## [Your instructions]
Please reproduce word for word the stretch of the listing below that begins with the line containing "What element in the above image is the garden" and ends with the line containing "[42, 200, 168, 219]", including both of those lines.

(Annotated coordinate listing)
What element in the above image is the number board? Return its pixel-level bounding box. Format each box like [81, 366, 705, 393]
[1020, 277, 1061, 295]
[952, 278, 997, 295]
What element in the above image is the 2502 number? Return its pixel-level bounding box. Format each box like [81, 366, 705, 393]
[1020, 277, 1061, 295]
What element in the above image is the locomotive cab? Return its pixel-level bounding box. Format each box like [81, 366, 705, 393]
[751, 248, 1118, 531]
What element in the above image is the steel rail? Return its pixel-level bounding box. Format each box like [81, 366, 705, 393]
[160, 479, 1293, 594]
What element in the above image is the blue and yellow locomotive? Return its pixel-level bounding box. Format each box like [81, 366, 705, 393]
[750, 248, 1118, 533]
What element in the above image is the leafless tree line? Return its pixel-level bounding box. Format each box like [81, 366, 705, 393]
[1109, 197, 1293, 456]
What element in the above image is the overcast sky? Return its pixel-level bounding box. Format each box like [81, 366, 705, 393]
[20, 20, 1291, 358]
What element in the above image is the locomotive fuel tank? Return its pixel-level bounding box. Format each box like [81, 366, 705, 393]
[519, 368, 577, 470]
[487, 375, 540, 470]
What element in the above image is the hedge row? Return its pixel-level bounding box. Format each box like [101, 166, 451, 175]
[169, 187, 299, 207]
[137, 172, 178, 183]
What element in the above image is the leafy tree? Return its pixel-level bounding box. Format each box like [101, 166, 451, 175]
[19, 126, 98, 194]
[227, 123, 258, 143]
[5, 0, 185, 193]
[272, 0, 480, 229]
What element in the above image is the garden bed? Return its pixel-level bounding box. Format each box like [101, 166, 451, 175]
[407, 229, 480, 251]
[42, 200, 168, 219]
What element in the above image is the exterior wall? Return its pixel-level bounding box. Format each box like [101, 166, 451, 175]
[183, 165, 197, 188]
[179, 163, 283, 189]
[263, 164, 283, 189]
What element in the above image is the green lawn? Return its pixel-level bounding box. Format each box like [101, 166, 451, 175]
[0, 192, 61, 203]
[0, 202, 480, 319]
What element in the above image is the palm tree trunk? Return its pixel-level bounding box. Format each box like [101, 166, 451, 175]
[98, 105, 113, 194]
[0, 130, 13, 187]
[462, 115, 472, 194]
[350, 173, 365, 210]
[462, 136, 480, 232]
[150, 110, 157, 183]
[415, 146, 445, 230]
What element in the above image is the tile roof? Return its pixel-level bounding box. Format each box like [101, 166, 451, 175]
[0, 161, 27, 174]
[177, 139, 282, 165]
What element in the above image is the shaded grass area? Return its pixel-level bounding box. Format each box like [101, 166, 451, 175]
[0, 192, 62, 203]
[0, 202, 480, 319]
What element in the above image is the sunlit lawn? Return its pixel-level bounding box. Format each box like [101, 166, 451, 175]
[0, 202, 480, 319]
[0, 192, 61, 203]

## [Result of the task]
What element in the above image is the garden bed? Return its pixel-level bounding box. Format each box like [101, 166, 451, 175]
[407, 229, 480, 251]
[42, 200, 168, 219]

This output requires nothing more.